## Documento de origem:
--------

O ser humano é um indivíduo social e de relações interpessoais, que cuida e age no entorno do seu espaço, fazendo dele um diferencial no mundo. Porém, hoje, a imagem que se vê desconcertante e até mesmo atemorizante, naquilo que tange à própria natureza humana. Competições, injustiças, morte, violência e tantas outras adversidades que desumanizam o ser humano levam a crer que este “se tornou o lobo dos demais seres humanos (homo homini lupus)” (OLIVEIRA, 2013, p. 13). O coletivo passa a ser individual, pois os interesses pessoais e a busca incessante de poder desvirtuam o espírito comunitário de partilha que antes gerava bem-comum entre os homens e as mulheres.

--------

## Detalhes do exercício:
De acordo com o texto sobre a natureza humana, o que desvirtua o espírito comunitário de partilha? Os itens a seguir provêm de outra fonte.

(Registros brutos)
--------

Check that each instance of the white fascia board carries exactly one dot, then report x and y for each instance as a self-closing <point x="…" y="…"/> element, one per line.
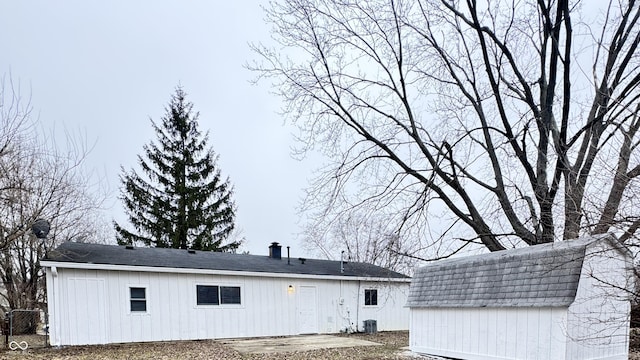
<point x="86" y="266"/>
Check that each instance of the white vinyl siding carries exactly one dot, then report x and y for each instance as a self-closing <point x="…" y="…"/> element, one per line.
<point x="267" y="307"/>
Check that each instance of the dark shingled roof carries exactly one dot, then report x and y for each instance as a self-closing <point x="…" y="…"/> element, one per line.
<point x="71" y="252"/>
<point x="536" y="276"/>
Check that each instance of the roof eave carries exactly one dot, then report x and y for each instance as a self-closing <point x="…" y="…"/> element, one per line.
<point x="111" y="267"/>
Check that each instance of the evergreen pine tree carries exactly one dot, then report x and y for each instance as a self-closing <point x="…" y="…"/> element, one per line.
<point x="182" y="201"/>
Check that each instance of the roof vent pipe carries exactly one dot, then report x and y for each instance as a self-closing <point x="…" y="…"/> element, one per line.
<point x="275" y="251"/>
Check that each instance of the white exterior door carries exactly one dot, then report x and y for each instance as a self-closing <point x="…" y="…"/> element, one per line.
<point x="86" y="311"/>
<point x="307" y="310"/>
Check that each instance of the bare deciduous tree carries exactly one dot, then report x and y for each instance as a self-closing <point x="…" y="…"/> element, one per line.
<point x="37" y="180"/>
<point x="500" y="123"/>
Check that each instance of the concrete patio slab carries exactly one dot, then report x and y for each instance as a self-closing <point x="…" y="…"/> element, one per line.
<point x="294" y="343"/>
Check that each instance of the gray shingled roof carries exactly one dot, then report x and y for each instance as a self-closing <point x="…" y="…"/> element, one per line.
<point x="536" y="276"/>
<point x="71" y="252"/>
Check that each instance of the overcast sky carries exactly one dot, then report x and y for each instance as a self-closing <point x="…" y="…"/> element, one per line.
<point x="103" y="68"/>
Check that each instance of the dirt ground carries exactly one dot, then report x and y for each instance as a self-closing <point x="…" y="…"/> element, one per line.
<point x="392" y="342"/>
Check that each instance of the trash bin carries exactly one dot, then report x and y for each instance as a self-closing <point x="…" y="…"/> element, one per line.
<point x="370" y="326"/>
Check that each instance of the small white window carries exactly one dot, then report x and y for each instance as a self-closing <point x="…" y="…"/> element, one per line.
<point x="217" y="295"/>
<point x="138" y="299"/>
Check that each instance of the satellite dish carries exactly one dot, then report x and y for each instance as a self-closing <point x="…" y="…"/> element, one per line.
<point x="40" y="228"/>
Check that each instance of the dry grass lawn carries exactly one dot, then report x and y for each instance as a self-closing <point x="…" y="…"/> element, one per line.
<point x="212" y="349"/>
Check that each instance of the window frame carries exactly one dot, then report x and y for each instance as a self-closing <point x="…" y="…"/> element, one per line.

--------

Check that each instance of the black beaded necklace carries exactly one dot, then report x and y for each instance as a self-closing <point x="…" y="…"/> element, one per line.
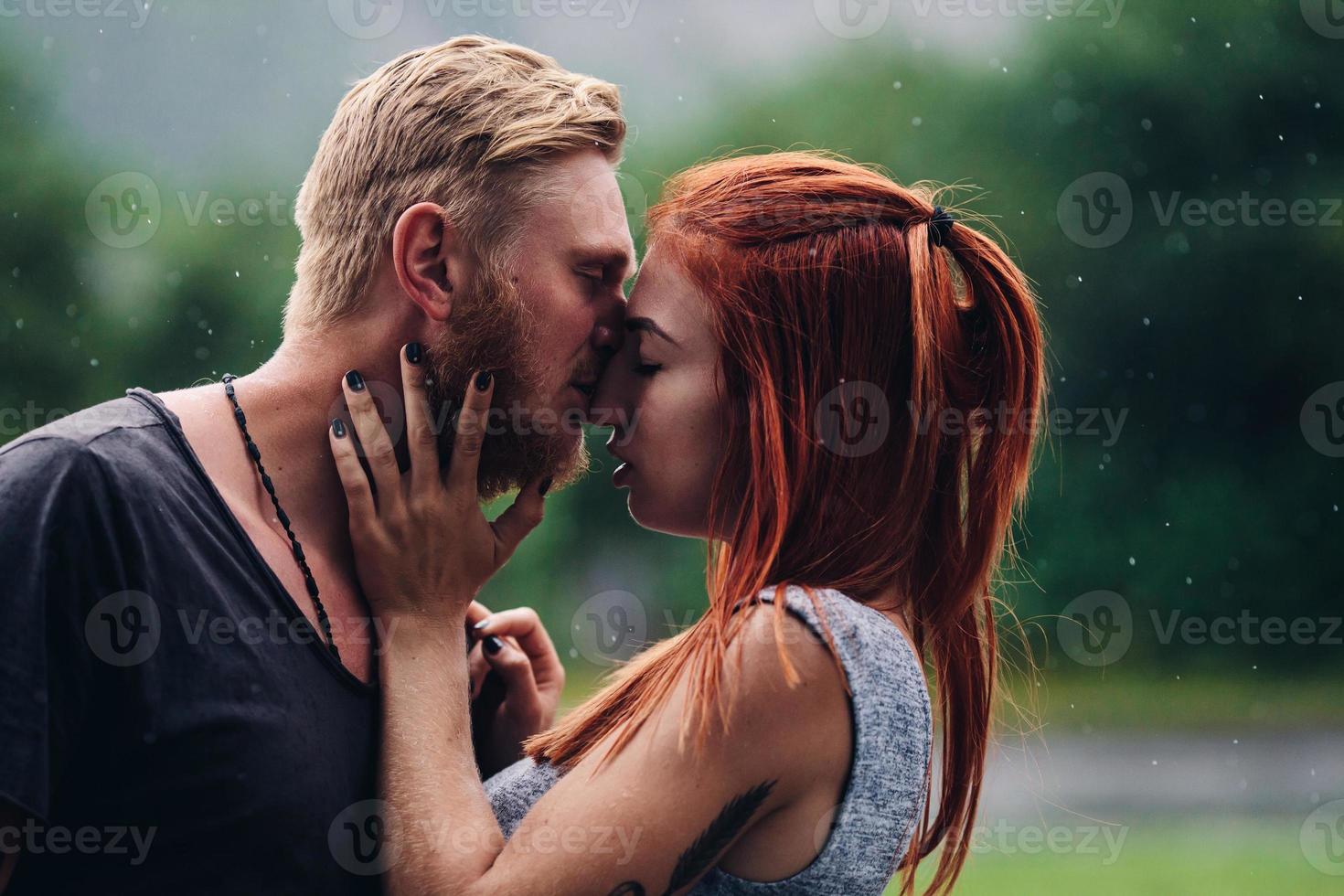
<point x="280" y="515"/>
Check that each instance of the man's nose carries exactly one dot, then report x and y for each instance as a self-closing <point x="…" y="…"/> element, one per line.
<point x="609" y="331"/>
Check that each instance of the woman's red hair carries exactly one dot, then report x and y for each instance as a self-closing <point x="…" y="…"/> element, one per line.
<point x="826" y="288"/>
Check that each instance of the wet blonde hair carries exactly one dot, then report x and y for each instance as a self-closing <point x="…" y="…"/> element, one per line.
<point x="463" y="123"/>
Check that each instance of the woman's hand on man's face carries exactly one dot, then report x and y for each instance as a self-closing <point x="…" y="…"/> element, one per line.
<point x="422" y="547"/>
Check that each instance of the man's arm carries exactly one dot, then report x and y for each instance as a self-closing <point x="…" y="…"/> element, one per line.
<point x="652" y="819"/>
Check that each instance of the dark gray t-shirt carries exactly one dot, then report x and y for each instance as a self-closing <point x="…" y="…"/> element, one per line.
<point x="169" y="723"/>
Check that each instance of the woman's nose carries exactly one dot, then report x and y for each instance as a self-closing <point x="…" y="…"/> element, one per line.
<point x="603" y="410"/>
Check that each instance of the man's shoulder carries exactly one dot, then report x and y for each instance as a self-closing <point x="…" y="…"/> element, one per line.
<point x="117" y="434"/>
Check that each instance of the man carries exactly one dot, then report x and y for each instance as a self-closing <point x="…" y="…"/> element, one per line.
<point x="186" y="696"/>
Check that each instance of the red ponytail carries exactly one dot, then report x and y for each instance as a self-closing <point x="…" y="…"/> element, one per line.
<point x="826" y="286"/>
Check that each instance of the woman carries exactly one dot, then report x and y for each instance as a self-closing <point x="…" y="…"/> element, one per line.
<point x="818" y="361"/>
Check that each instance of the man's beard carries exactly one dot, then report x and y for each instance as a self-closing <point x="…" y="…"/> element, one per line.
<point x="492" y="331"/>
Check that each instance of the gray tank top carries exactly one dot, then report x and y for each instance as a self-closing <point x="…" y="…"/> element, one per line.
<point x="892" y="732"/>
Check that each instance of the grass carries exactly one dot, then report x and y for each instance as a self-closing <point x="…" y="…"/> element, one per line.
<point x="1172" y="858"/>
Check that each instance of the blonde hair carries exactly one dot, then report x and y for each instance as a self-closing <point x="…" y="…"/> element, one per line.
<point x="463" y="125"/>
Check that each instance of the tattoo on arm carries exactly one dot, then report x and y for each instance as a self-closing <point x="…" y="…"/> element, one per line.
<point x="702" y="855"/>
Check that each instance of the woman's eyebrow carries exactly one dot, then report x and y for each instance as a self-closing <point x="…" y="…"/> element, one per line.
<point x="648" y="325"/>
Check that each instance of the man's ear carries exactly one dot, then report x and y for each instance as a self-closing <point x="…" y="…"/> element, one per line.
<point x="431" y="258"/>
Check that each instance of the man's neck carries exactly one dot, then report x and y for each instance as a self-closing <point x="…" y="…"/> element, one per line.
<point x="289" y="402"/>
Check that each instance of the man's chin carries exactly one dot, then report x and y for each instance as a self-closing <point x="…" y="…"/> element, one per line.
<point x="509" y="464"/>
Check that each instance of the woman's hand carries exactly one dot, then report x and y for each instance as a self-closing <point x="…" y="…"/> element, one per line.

--------

## Problema resolvido:
Os interesses pessoais e a busca incessante de poder.